→ GIVEN REQUEST: How many of the lines below contain the string "barn"? Reply with the number alone.

──────────

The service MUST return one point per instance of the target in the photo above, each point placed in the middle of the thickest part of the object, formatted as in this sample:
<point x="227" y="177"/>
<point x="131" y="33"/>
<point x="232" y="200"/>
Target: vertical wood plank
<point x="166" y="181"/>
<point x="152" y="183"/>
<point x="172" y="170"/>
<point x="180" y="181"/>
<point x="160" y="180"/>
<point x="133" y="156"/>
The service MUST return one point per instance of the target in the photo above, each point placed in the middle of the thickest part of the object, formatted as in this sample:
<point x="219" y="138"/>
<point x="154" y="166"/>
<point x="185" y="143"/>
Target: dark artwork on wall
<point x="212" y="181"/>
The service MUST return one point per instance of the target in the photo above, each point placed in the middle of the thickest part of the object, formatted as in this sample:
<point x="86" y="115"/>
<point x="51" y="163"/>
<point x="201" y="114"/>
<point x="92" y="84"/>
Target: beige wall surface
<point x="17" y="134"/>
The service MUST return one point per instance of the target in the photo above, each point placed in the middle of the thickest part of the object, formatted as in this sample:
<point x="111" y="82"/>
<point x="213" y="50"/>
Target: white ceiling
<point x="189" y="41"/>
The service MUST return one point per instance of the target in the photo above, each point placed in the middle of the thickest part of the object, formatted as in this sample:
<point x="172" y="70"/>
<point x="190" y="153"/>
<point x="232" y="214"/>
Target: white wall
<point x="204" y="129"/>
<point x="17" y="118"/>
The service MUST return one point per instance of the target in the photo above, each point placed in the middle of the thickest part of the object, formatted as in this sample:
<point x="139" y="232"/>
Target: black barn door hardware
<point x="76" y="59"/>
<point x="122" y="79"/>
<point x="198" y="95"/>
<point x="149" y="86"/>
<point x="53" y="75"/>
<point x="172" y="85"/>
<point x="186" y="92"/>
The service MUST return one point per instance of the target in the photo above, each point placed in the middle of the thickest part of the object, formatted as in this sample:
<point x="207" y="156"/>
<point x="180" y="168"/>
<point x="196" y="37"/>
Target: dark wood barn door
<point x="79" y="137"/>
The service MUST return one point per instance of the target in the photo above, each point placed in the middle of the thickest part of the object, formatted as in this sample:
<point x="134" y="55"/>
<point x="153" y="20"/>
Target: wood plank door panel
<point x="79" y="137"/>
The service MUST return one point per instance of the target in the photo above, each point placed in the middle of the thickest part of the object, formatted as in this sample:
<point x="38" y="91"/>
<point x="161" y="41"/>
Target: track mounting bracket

──────────

→ FINISHED EXERCISE: 2